GIVEN PASSAGE:
+++

The State responds that Defendant "failed to object to most of the complained-of evidence and, in fact, spent considerable time on cross-examination questioning Ms. Jackson about it." The State assets that most of Defendant's claims are waived, noting that Defendant did not raise most of his claims in his motion for new trial and that he does not make a plain error argument. Finally, the State responds, as to the single claim preserved for review, that the trial court properly found that the evidence was relevant and not unduly prejudicial.

Waiver

Initially, we agree with the State that Defendant has waived all claims except for his claim that the trial court erred in admitting the portion of his statement to Ms. Jackson about his prior incarceration. In his motion for new trial, Defendant alleged:

The Court erred in denying [Defendant's] Motion in Limine #3 to exclude a portion of an alleged threat made to [Ms. Jackson] on August 29, 2016. The part of [Defendant's] alleged bomb threat where he stated that he "had been in jail and he knew people who could do this" is a reference to prior bad acts and prior convictions and should have been excluded under Rule 404(b).

Defendant failed to include any of the additional claims he now raises under Rule 404(b) in his motion for new trial. As a result, Defendant has waived our consideration of those claims. Tenn. R. App. P. 3(e) (providing that in "all cases tried by a jury, no issue presented for review shall be predicated upon . . . [a] ground upon which a new trial is sought, unless the same was specifically stated in a motion for a new trial; otherwise such issues will be treated as waived"). Moreover, Defendant does not argue that he is entitled to plain error relief on those claims. See Tenn. R. App. P. 36(b).

Rule 404(b)

Rule 404(b) of the Tennessee Rules of Evidence provides:

Evidence of other crimes, wrongs, or acts is not admissible to prove the character of a person in order to show action in conformity with the
character trait. It may, however, be admissible for other purposes. The conditions which must be satisfied before allowing such evidence are:

(1) The court upon request must hold a hearing outside the jury's presence;

(2) The court must determine that a material issue exists other than conduct conforming with a character trait and must upon request state on the record the material issue, the ruling, and the reasons for admitting the evidence;

(3) The court must find proof of the other crime, wrong, or act to be clear and convincing; and

(4) The court must exclude the evidence if its probative value is outweighed by the danger of unfair prejudice.
Tenn. R. Evid. 404(b); see also State v. Thacker, 164 S.W.3d 208, 240 (Tenn. 2005); State v. Parton, 694 S.W.2d 299, 302 (Tenn. 1985). Rule 404(b) is generally one of exclusion, but exceptions to the rule may occur when the evidence of the otherwise inadmissible conduct is offered to prove the motive of the defendant, identity, intent, the absence of mistake or accident, opportunity, or a common scheme or plan. State v. Toliver, 117 S.W.3d 216, 230 (Tenn. 2003); State v. McCary, 119 S.W.3d 226, 243 (Tenn. Crim. App. 2003). "In addition to these exceptions, evidence of other acts may be admitted to provide the jury with necessary contextual background." State v. Montgomery, 350 S.W.3d 573, 583 (Tenn. Crim. App. 2011) (citing Gilliland, 22 S.W.3d at 272); see also NEIL P. COHEN ET AL., TENNESSEE LAW OF EVIDENCE § 4.04[13] (6th ed. 2011) (evidence admissible to tell the "complete story").

+++

EXERCISES:
1. Which lines of the records contain the string "point"? Copy each of those lines, counting only matches with the same case.
2. How would the court opinion on Rule 404(b) evidence go on? Extend it with new text that follows its final sentence.
The records have no connection to the court opinion above.

DATA ROWS:
+++

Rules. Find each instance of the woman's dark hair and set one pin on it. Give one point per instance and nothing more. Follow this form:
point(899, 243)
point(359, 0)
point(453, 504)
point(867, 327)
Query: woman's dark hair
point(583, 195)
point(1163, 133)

+++

RESPONSES BY TASK:
1.
Rules. Find each instance of the woman's dark hair and set one pin on it. Give one point per instance and nothing more. Follow this form:
point(899, 243)
point(359, 0)
point(453, 504)
point(867, 327)
point(583, 195)
point(1163, 133)

2.
When a trial court makes an evidentiary ruling, the appropriate standard of review on direct appeal is "whether the record clearly demonstrates that the trial court abused its discretion" in ruling on the admissibility of the evidence. State v. McCaleb, 582 S.W.3d 179, 186 (Tenn. 2019) (citing Regions Bank v. Thomas, 532 S.W.3d 330, 336 (Tenn. 2017); State v. Davis, 466 S.W.3d 49, 61 (Tenn. 2015)). In McCaleb, our supreme court explained:

We emphasize that the abuse of discretion standard of review does not permit an appellate court to substitute its judgment for that of the trial court. State v. Harbison, 539 S.W.3d 149, 159 (Tenn. 2018). Rather, "[b]ecause, by their very nature, discretionary decisions involve a choice among acceptable alternatives, reviewing courts will not second-guess a
trial court's exercise of its discretion simply because the trial court chose an alternative that the appellate courts would not have chosen." White v. Vanderbilt Univ., 21 S.W.3d 215, 223 (Tenn. Ct. App. 1999). Accordingly, if the reviewing court determines that "reasonable minds can disagree with the propriety of the decision," the decision should be affirmed. Harbison, 539 S.W.3d at 159.
Id.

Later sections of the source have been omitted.